Exercise: Only lines holding "grass" are needed; copy each of them from the data below.

*** Data shown Section Begins ***

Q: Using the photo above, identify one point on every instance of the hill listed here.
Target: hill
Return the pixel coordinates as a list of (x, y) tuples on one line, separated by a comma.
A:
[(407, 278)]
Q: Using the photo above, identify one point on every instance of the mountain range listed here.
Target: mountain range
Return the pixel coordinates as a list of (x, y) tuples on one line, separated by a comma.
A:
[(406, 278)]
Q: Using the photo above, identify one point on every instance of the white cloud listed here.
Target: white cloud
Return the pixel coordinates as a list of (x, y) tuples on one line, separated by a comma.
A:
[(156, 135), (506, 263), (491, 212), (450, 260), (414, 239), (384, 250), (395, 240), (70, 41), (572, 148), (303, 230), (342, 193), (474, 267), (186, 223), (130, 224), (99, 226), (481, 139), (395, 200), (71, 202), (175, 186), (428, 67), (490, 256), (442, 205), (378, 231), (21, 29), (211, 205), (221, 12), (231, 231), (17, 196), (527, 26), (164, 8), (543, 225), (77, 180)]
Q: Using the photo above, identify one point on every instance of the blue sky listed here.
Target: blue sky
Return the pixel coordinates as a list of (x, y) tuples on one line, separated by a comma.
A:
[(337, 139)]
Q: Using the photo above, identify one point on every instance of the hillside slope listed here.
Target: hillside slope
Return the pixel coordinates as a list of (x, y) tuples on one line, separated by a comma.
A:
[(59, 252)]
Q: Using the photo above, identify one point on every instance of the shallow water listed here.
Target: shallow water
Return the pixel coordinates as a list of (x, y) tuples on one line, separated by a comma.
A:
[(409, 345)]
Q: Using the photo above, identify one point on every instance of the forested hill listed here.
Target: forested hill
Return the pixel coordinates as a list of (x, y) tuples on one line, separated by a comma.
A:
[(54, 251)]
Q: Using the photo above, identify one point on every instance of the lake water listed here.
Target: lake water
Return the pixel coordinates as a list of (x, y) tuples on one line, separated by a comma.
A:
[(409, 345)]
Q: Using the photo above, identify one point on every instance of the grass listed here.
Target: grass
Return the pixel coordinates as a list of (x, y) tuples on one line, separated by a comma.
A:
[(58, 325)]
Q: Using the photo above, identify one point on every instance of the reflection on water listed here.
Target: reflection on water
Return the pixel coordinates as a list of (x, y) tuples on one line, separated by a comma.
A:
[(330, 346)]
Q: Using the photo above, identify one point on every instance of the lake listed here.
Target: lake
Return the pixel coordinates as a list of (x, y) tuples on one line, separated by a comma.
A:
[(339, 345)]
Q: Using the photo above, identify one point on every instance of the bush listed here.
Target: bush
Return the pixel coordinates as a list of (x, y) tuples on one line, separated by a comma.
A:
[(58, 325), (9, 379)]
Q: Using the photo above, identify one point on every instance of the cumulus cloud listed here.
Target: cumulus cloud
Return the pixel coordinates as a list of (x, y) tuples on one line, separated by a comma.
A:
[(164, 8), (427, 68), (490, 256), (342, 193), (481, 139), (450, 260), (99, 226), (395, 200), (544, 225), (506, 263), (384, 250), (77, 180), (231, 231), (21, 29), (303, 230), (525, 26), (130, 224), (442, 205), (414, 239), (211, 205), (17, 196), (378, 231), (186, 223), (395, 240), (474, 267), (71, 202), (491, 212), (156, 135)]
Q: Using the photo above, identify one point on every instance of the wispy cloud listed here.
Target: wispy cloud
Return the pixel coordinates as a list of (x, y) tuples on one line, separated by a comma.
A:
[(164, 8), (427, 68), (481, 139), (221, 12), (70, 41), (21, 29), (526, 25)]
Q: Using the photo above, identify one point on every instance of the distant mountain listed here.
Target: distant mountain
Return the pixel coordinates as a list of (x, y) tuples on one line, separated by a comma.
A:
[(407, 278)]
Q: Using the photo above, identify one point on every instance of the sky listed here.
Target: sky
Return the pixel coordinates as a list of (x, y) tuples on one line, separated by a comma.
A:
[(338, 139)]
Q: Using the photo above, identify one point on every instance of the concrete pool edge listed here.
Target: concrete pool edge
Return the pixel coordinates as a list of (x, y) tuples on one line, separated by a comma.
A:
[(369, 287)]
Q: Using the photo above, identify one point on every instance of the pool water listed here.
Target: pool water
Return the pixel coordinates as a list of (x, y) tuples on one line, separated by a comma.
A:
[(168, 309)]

*** Data shown Section Ends ***

Response to this exercise:
Q: Using the photo above, identify one point on every instance of the grass listed here.
Target: grass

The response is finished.